== Segment start ==

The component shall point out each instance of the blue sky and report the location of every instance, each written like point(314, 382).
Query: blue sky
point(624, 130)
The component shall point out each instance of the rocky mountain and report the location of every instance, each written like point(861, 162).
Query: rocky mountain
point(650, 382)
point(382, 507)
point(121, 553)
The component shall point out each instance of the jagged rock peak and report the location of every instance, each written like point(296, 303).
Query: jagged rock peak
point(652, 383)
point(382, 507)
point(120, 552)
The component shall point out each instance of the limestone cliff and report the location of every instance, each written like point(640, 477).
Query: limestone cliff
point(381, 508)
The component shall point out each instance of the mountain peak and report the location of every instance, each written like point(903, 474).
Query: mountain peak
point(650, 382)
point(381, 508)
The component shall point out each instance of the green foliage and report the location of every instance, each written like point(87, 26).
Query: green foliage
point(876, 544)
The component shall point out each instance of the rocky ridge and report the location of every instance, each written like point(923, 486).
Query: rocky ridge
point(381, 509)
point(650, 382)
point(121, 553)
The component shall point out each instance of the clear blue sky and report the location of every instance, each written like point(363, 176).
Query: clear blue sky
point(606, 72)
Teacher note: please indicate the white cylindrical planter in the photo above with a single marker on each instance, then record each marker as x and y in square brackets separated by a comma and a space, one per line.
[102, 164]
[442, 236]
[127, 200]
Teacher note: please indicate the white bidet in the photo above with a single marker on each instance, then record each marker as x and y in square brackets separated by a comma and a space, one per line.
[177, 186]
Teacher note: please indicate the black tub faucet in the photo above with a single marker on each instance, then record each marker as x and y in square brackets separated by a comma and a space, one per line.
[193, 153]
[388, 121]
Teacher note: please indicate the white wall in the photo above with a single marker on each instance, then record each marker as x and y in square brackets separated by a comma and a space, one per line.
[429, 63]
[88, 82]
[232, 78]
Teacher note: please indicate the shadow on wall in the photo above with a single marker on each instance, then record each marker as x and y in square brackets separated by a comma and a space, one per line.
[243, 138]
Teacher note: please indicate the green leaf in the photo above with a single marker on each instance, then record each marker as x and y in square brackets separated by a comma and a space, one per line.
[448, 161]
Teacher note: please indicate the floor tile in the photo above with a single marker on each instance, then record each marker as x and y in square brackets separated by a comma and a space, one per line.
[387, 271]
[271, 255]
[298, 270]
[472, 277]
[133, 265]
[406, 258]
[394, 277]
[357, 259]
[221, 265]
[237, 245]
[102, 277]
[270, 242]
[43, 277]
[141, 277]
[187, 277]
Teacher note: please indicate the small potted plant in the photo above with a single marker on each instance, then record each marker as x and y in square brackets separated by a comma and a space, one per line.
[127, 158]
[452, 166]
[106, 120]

== Segment end ==
== Segment start ==

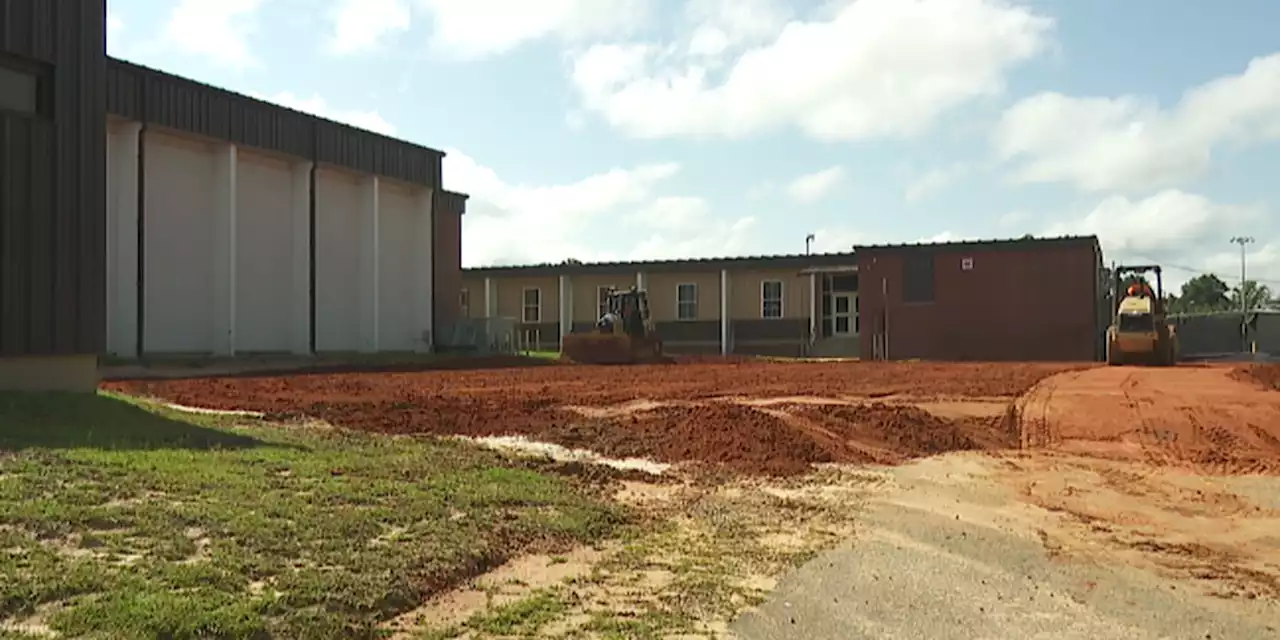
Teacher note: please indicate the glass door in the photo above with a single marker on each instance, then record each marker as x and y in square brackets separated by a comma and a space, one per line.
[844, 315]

== Segment end ==

The lines to return are those in the entries above that hold "every".

### Answer for the task
The component shall point out each instance of the blue sky and report the location of every instance, each written like point(314, 382).
The component shall point out each instance of the rocky mountain and report the location of every instance, each written like point(861, 162).
The component shall point out each instance of the jagged rock peak and report the location of every instance, each written like point(296, 303).
The component shall point out each instance of the limestone cliff and report the location of every instance, each written like point(640, 477).
The component shall point out each instance of the mountain peak and report the location of every instance, each written like point(903, 474).
The component shall point out each instance of the green foliage and report the location of every instance, each written like point(87, 26).
The component shall point out each instance of the rocky ridge and report the location of every instance, each written like point(923, 486).
The component shall point out each instance of the clear blue sky and report the location of every instance, each written like point(363, 176).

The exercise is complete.